<<<<

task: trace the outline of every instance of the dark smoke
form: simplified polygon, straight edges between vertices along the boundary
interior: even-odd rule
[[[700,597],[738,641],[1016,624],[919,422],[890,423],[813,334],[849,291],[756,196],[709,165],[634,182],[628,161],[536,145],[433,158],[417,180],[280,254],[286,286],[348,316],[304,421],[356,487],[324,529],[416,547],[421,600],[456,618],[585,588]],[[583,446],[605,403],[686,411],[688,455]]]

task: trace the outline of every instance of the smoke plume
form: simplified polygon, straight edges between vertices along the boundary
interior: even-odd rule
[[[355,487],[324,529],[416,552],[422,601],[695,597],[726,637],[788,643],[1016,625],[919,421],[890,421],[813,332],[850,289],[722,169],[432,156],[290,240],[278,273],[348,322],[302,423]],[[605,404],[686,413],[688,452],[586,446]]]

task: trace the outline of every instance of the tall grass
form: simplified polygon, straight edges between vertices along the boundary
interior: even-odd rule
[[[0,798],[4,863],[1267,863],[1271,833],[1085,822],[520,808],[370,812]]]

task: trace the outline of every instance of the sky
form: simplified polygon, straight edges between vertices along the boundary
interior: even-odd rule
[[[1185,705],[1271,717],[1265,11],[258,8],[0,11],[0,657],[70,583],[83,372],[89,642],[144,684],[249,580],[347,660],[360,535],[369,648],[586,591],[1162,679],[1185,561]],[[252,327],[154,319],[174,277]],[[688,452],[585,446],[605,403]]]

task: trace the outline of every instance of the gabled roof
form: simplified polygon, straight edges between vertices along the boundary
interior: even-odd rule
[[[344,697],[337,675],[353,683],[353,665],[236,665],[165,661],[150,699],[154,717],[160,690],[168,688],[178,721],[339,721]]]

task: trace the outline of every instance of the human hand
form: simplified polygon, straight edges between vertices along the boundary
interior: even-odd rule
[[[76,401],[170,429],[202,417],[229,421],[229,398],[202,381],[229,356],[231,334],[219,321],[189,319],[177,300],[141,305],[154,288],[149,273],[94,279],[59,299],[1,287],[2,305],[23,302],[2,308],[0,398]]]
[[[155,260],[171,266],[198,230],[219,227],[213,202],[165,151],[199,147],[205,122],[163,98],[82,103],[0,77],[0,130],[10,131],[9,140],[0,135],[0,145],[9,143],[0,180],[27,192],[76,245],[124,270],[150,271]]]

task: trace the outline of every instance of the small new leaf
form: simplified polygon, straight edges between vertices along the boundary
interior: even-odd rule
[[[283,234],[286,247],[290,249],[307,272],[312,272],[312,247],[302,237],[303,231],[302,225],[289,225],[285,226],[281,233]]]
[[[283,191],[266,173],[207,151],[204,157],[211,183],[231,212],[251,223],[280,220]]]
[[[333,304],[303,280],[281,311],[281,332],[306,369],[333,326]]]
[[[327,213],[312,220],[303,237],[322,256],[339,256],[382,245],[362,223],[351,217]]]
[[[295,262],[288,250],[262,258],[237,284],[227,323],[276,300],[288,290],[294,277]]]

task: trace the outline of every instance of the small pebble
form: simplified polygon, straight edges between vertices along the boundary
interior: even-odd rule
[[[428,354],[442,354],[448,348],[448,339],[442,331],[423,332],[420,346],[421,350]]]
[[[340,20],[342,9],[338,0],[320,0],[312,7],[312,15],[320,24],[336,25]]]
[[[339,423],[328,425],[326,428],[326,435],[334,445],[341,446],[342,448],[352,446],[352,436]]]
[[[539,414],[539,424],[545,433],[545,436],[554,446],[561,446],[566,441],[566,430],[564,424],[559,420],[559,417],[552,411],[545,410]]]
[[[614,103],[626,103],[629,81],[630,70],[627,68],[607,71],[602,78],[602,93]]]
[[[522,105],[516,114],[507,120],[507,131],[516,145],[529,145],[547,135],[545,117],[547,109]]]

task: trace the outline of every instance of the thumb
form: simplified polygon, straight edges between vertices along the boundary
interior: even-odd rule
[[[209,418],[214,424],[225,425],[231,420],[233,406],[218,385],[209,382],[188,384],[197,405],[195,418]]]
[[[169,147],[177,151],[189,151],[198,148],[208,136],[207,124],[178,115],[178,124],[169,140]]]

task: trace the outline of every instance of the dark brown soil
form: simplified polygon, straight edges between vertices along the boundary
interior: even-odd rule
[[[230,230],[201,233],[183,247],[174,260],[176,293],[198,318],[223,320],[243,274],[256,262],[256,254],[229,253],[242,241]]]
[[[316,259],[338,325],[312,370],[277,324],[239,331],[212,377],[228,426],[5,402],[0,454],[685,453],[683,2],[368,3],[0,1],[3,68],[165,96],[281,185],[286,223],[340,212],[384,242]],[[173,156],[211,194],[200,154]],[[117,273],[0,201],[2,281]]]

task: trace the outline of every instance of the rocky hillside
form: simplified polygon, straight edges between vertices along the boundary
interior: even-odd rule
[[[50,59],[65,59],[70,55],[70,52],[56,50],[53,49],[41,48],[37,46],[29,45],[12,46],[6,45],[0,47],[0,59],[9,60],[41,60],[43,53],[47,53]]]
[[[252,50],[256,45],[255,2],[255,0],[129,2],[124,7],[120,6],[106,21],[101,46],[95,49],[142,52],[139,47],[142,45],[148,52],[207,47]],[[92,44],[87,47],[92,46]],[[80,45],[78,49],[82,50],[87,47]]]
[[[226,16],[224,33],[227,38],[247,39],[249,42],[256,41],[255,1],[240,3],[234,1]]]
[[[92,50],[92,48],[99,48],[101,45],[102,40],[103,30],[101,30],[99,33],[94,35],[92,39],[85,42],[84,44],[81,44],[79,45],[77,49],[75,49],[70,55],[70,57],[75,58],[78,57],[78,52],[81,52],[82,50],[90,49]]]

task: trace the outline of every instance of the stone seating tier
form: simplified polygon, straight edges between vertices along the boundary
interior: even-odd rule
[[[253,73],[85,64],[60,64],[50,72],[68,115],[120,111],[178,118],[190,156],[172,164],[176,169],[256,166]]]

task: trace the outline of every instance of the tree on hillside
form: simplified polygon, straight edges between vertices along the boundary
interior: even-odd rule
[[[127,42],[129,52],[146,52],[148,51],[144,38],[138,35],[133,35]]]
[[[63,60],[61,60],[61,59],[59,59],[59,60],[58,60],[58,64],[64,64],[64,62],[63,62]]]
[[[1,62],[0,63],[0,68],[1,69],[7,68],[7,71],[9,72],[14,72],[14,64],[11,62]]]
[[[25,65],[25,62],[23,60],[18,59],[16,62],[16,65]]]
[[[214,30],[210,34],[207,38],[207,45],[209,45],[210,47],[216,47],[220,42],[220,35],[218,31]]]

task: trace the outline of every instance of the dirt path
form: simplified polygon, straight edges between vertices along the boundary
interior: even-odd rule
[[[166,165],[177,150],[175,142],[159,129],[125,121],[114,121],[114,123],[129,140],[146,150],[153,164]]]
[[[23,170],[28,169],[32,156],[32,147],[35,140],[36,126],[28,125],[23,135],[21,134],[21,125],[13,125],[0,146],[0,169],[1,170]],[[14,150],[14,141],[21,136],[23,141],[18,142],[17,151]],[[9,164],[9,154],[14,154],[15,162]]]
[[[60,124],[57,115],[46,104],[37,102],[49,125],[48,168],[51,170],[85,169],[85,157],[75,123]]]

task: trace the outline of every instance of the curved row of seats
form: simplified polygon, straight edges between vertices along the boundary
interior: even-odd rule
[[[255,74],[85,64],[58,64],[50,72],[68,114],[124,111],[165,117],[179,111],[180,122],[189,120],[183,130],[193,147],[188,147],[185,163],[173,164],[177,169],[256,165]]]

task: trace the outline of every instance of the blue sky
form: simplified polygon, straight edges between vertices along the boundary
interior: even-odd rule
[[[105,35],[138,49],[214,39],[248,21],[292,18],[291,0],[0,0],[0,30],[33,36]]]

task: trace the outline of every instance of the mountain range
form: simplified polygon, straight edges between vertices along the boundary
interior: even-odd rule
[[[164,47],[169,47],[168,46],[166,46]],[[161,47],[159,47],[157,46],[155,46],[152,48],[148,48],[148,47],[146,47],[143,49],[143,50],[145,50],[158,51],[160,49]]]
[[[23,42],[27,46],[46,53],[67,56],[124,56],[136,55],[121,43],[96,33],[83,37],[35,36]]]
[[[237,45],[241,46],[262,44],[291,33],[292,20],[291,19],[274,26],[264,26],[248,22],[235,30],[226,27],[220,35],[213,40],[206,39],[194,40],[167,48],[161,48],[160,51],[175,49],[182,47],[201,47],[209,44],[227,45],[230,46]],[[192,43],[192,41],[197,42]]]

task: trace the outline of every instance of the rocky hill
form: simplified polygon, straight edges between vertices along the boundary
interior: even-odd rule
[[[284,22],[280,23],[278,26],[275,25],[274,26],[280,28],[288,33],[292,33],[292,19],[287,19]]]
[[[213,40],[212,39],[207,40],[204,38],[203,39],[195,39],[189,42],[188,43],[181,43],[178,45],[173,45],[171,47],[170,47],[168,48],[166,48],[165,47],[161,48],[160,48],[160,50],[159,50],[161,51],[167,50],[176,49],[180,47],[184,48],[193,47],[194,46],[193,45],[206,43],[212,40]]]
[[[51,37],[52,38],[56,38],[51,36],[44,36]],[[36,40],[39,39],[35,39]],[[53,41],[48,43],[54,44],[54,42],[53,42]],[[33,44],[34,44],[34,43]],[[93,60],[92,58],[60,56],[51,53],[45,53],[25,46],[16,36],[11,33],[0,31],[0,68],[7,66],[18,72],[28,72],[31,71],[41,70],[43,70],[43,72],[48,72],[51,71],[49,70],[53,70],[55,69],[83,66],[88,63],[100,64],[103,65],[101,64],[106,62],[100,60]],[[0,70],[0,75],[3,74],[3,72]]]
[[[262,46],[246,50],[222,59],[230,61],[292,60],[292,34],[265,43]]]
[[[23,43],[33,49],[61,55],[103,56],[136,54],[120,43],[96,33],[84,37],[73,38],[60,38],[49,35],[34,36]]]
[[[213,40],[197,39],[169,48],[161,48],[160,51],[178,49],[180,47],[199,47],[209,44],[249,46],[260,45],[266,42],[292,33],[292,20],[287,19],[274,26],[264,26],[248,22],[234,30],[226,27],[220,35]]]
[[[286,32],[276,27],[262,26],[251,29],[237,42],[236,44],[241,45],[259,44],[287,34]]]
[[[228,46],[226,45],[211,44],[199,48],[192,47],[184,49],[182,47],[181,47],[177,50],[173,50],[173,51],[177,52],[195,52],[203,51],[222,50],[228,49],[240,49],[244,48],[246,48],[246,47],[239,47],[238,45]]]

>>>>

### What needs to be done
State only the number of lines in the records above that contain the string "small", treating uppercase and lowercase letters as distinct.

### Written solution
2